**TEXTO FORNECIDO:**
* * * *

08 janeiro 2011

RELEVO

Foto: Goreti Ferreira
E ao contrário? Haveria relevo?
Pega na tua vida com ambas as mãos. Como se fosse uma folha de cartolina. Inspira. Expira. Inspira de novo com mais força e enquanto expirares vira a folha de cabeça para baixo. Isso! Agora sobe-lhe para cima e percorre-te do avesso.
Será que as montanhas que se te ergueram são côncavas ao contrário? Cuidado então! Não caias nas profundezas do abismo nos seus inversos. A não ser que as tenhas transposto. E então podes usar uma corda e – como um espeleólogo – descê-las até lhes encontrares o fim que sabes que têm. O fundo à distância milimétrica do que foi um cume. Que o mais ínfimo dos milímetros nos define aí: onde poderíamos ser o que afinal não fomos.
E os abismos que te fizeram sentar à sua beira até saberes o mapa da coragem para os ultrapassar? Os tantos que atravessaste a nado depois de teres chorado um rio que os enchesse? Serão montanhas de cabeça para baixo? Senta-te, de pernas cruzadas. E descobre se te apetece ignorá-las ou enfrentá-las. Inventa um sucedâneo de lágrimas que te permita trepar e escalar.

* * * *

**Linhas de dados de anotação de caixas:**
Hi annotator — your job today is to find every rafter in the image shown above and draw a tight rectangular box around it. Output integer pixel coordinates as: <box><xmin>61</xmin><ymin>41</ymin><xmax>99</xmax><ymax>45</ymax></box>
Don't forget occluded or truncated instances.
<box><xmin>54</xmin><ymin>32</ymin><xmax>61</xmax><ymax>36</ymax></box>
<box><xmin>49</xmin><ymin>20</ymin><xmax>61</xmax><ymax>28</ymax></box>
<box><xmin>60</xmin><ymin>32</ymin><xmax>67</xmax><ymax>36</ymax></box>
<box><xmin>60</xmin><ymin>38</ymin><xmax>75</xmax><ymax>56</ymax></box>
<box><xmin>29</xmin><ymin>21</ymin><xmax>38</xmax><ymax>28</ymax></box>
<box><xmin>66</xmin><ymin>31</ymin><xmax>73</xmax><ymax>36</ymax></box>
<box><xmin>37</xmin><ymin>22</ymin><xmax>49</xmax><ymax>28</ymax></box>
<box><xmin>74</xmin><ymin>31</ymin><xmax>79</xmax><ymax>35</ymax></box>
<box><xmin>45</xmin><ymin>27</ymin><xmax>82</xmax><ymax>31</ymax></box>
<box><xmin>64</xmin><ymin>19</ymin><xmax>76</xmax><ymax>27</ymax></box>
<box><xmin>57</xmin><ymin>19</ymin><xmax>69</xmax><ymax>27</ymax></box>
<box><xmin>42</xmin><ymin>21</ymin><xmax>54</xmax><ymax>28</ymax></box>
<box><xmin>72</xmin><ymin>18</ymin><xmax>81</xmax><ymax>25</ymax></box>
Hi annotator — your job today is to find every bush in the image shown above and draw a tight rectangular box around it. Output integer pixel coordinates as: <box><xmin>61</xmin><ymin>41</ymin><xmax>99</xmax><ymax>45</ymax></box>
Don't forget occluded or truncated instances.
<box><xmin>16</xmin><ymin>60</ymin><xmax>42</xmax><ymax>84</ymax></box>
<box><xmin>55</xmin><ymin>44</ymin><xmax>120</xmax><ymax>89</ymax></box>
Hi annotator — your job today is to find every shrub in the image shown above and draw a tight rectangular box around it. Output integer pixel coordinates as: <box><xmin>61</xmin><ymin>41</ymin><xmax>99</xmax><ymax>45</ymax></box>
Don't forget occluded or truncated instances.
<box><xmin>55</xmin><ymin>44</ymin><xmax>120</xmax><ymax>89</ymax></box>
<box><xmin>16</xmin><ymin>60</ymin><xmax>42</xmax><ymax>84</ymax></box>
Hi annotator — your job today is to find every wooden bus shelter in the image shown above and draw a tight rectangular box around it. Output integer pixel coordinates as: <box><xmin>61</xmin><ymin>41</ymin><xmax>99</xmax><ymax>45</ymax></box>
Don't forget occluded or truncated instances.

* * * *

**TAREFA PROPOSTA 1:** No texto sobre o relevo, como se deve pegar na vida?
**TAREFA PROPOSTA 2:** Nos registos, desde a linha com "Hi annotator — your job today is to find every shrub" até ao fim dos registos, troca "occluded" por "hidden" e volta a escrever só essas linhas, sem mudar mais nada.
O texto e os registos não têm nenhuma relação entre si.

**RESPOSTA ESCRITA 1:** Com ambas as mãos, como se fosse uma folha de cartolina.

**RESPOSTA ESCRITA 2:**
Hi annotator — your job today is to find every shrub in the image shown above and draw a tight rectangular box around it. Output integer pixel coordinates as: <box><xmin>61</xmin><ymin>41</ymin><xmax>99</xmax><ymax>45</ymax></box>
Don't forget hidden or truncated instances.
<box><xmin>55</xmin><ymin>44</ymin><xmax>120</xmax><ymax>89</ymax></box>
<box><xmin>16</xmin><ymin>60</ymin><xmax>42</xmax><ymax>84</ymax></box>
Hi annotator — your job today is to find every wooden bus shelter in the image shown above and draw a tight rectangular box around it. Output integer pixel coordinates as: <box><xmin>61</xmin><ymin>41</ymin><xmax>99</xmax><ymax>45</ymax></box>
Don't forget hidden or truncated instances.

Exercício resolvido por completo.